#### [Data rows]
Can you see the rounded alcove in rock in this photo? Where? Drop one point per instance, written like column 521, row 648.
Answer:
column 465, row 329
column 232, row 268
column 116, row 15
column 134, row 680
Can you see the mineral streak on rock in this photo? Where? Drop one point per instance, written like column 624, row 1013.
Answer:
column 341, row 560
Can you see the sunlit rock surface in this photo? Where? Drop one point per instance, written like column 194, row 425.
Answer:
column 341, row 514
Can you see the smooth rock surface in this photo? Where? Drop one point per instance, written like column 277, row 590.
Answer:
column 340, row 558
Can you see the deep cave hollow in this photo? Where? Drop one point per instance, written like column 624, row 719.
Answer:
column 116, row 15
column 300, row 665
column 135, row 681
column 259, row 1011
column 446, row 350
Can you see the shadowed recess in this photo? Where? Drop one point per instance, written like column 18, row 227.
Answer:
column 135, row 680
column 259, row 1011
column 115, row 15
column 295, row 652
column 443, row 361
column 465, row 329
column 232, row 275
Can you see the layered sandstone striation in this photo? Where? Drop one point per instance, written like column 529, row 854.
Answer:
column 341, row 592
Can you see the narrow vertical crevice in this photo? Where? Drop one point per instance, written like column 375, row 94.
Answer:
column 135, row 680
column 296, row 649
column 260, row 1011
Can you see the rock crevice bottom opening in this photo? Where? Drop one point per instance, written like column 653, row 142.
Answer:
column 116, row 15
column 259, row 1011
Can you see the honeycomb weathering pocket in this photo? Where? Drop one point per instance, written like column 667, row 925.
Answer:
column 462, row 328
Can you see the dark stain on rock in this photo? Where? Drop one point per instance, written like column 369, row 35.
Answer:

#### [Given request]
Arrange all of the records above as a numbered list, leaving out any blank lines.

#### [The solution]
1. Can you see the rounded alcove in rock in this photo? Where? Drop one point per instance, written like column 521, row 648.
2. Answer:
3. column 465, row 329
4. column 232, row 268
5. column 116, row 15
6. column 134, row 680
7. Can you see the mineral streak on rock in this photo? Where? Drop one point per instance, written like column 624, row 1013.
8. Answer:
9. column 341, row 560
10. Can you see the sunlit rock surface in this photo? Where? Drop one point per instance, written like column 194, row 425.
11. Answer:
12. column 341, row 514
13. Can you see the smooth rock surface in this photo? Where? Drop one point per instance, written like column 277, row 590.
14. Answer:
15. column 340, row 558
16. Can you see the deep cave hollow in this photo? Where? Drop one point per instance, written like column 624, row 719.
17. Answer:
18. column 116, row 15
19. column 300, row 665
20. column 135, row 681
21. column 259, row 1011
22. column 446, row 350
23. Can you see the shadowed recess in this photo? Where? Drop one point per instance, written like column 18, row 227.
24. Answer:
25. column 135, row 680
26. column 259, row 1011
27. column 115, row 15
28. column 295, row 652
29. column 443, row 361
30. column 465, row 329
31. column 232, row 275
32. Can you see the layered sandstone striation in this photo? Where? Drop one point per instance, written like column 529, row 854.
33. Answer:
34. column 341, row 592
35. Can you see the narrow vertical crevice in this photo? Where? Drop one point per instance, written like column 375, row 94.
36. Answer:
37. column 135, row 680
38. column 296, row 649
39. column 260, row 1011
40. Can you see the rock crevice bottom opening in this photo? Where? Drop one point per instance, written like column 653, row 142.
41. Answer:
42. column 116, row 15
43. column 259, row 1011
44. Can you see the honeycomb weathering pocket in this photo? Where? Drop one point per instance, written like column 667, row 925.
45. Answer:
46. column 462, row 328
47. Can you see the dark stain on rock in this photo? Where? Drop one point per instance, written like column 369, row 35.
48. Answer:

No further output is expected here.